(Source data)
==================================================

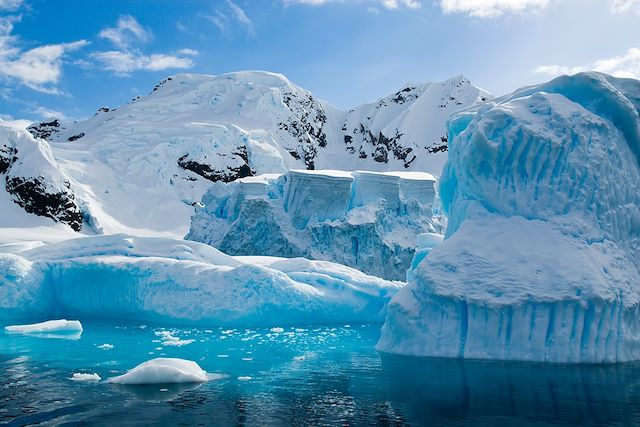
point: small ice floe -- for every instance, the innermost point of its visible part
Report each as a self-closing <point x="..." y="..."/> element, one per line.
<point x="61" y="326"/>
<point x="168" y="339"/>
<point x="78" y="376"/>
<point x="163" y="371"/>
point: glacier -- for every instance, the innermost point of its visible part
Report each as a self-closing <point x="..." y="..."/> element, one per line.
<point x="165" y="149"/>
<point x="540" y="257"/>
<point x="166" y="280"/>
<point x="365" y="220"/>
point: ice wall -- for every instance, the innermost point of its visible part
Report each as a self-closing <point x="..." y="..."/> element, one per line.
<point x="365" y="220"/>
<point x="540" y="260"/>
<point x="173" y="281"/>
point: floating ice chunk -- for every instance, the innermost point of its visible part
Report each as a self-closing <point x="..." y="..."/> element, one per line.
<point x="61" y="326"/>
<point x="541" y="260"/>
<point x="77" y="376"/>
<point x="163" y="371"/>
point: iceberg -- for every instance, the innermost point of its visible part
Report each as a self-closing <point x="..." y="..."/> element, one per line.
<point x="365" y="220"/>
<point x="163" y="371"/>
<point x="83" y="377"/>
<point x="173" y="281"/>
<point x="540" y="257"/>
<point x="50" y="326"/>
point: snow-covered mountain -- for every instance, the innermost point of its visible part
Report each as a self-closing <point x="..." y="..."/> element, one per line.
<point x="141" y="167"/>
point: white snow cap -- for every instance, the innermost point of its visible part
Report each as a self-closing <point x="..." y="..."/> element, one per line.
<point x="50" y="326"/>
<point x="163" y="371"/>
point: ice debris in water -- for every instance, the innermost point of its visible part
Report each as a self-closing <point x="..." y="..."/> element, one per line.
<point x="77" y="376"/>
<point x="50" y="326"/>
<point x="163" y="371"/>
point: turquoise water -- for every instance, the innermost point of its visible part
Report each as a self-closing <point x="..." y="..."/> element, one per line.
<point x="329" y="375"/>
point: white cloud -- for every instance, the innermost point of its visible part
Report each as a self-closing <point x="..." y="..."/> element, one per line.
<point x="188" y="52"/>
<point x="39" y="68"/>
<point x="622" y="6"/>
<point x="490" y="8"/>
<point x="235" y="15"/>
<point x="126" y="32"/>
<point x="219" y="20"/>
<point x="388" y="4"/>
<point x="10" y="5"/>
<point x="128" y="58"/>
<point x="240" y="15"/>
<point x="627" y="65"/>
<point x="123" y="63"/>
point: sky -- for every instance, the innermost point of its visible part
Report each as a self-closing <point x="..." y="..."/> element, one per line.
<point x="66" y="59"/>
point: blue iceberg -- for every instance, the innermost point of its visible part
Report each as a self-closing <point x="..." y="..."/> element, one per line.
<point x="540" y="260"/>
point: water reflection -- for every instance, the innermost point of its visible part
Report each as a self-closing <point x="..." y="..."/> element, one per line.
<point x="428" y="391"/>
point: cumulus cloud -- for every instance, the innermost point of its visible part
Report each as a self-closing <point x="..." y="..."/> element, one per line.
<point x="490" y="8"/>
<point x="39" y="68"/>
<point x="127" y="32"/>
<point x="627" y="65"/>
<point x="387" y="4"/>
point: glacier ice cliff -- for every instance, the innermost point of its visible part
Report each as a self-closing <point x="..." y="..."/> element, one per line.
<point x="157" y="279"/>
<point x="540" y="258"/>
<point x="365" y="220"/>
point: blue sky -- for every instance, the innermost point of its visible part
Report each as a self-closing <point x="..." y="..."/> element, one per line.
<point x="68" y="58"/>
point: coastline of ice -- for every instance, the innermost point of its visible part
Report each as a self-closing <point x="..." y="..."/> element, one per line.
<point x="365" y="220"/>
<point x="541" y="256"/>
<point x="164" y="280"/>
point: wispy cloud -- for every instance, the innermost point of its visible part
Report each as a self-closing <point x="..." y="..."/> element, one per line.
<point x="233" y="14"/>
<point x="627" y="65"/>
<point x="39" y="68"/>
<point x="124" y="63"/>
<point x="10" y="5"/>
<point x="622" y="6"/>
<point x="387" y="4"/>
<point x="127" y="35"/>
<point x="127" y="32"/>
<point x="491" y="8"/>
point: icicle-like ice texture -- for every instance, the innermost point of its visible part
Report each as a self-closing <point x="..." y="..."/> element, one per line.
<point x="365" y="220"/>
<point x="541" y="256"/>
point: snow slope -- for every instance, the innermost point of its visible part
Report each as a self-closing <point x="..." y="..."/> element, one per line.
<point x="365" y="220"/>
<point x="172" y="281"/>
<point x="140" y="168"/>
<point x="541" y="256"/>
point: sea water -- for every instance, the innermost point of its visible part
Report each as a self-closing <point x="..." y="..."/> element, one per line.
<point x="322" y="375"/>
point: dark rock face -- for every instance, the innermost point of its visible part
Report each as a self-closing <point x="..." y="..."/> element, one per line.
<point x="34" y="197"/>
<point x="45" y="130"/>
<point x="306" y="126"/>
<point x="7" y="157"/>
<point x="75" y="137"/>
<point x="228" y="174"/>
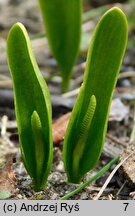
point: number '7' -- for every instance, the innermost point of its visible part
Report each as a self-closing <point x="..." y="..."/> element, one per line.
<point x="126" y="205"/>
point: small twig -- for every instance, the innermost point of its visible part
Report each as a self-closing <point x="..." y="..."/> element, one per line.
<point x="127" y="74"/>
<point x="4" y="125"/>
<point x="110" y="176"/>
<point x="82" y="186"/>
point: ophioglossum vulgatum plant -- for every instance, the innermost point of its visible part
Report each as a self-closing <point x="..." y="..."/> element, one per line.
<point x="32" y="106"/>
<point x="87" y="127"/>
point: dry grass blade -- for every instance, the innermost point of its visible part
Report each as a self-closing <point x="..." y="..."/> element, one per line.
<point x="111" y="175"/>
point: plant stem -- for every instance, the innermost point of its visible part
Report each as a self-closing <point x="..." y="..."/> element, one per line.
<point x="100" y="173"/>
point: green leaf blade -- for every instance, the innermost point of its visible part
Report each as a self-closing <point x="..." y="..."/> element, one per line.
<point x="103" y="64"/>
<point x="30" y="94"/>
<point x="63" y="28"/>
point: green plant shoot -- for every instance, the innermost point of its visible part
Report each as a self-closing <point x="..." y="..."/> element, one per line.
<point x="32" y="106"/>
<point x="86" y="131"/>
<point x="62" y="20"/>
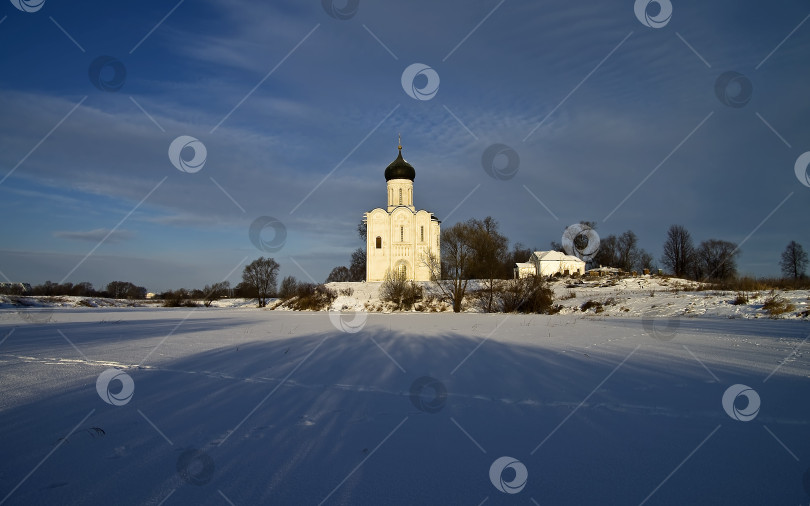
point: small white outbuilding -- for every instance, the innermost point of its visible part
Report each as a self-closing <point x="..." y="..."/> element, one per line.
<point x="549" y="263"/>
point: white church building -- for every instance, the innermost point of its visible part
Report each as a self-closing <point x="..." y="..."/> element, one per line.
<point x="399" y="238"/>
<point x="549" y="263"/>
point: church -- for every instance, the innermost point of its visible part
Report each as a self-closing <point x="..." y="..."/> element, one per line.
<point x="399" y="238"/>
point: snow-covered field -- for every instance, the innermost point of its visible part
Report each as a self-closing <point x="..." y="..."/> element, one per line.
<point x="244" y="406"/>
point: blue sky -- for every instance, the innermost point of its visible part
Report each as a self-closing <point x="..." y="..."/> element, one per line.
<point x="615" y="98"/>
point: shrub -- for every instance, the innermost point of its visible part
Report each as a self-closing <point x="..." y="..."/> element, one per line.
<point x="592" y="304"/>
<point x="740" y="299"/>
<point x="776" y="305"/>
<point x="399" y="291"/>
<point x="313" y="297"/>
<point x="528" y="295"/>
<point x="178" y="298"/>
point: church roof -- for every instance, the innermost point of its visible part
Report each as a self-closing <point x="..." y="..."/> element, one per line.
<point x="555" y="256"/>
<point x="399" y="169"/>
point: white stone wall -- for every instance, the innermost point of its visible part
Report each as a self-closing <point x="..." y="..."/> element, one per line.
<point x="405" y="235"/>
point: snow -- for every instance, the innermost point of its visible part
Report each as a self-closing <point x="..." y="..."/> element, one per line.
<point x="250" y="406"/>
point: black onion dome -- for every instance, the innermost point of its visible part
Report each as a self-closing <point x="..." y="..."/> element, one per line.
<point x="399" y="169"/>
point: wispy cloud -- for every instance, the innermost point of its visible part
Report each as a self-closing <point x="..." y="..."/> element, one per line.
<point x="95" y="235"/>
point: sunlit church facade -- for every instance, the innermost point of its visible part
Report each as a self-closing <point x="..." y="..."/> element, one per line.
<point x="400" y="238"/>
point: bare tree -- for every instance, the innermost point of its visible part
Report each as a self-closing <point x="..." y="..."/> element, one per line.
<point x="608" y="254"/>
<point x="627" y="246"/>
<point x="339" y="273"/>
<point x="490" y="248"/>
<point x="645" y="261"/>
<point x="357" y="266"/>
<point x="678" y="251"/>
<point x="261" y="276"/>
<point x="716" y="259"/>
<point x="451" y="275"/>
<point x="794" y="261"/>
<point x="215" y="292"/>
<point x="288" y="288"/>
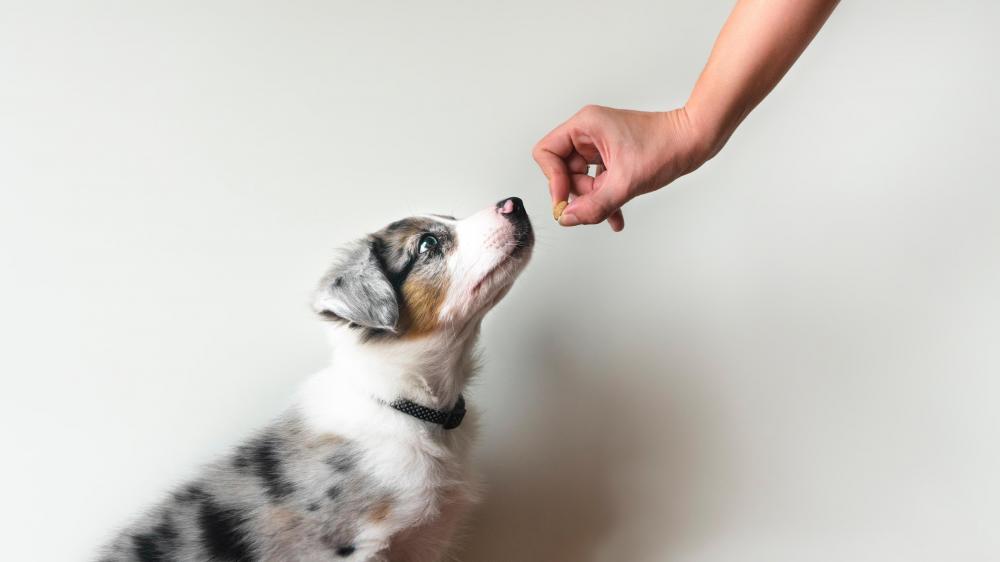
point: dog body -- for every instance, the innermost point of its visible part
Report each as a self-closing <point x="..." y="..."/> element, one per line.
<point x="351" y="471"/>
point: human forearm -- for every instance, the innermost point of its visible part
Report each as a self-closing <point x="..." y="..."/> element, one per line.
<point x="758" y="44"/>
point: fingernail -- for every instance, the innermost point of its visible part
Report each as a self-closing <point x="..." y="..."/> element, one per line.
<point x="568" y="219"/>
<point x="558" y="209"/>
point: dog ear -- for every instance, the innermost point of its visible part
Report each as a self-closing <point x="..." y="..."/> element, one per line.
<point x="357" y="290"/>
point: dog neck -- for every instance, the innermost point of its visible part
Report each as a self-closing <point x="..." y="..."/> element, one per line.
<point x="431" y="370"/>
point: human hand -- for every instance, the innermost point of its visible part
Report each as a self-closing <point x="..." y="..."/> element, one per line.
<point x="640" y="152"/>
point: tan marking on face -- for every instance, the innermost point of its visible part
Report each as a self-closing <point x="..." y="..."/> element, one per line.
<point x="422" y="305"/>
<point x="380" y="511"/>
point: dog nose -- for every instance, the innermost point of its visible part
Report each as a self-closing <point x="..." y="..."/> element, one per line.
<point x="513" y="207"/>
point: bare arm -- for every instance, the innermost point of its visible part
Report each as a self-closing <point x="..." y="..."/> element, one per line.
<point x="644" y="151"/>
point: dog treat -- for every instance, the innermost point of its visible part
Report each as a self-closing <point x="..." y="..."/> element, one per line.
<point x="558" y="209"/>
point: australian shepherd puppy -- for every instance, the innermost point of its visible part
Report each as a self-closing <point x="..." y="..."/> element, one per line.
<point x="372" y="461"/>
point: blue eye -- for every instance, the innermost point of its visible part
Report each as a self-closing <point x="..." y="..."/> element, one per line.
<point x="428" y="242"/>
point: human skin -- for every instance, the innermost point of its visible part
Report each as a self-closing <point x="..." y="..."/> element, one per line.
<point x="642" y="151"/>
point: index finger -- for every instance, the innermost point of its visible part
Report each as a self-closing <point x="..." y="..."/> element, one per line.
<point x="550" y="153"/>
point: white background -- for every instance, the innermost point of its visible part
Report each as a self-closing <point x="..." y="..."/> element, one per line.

==================================================

**Aim**. Rewrite the lines of the listing as a numbered list, starting with the line containing "point: index finger" and ending with the listing's last line, both included. Leave out any blank lines.

**Task solution**.
1. point: index finger -- for every instance, the innermost point of its visible part
2. Report each as a self-closing <point x="..." y="..."/> element, one per line.
3. <point x="550" y="153"/>
4. point: white background -- for every instance, the innermost point of its visible part
5. Report each as a self-closing <point x="..." y="..."/> element, one per line.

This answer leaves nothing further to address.